* **Task goal**
Every line in the material below that includes "returning" should be copied.
· · · · · · ·
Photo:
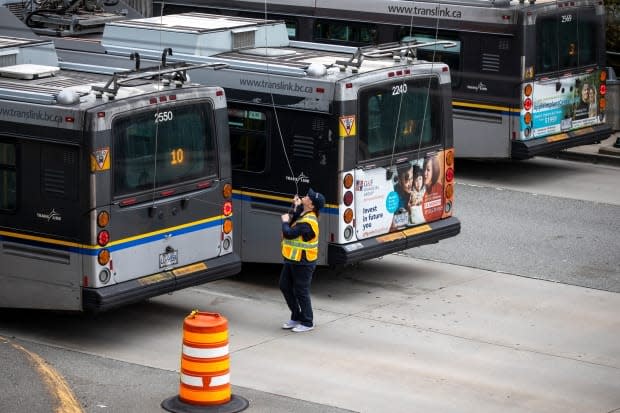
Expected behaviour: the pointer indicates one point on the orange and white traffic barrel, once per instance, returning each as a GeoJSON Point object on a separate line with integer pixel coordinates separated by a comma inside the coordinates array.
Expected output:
{"type": "Point", "coordinates": [205, 367]}
{"type": "Point", "coordinates": [205, 363]}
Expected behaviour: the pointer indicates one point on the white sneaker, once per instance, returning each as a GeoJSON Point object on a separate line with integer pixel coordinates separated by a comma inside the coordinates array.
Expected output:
{"type": "Point", "coordinates": [300, 328]}
{"type": "Point", "coordinates": [290, 324]}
· · · · · · ·
* **Response box**
Expected behaviour: the pointer indicates one point on the orange and white traffic barrel, once per instance, returning each as a GeoJSON Point object on a separate line with integer pixel coordinates separated by a comma inside the coordinates array.
Expected behaviour: the pointer indicates one point on the white sneaker, once per instance, returning each as a GeoJSON Point object on a separate line with integer pixel coordinates separated by a comma inside the coordinates array.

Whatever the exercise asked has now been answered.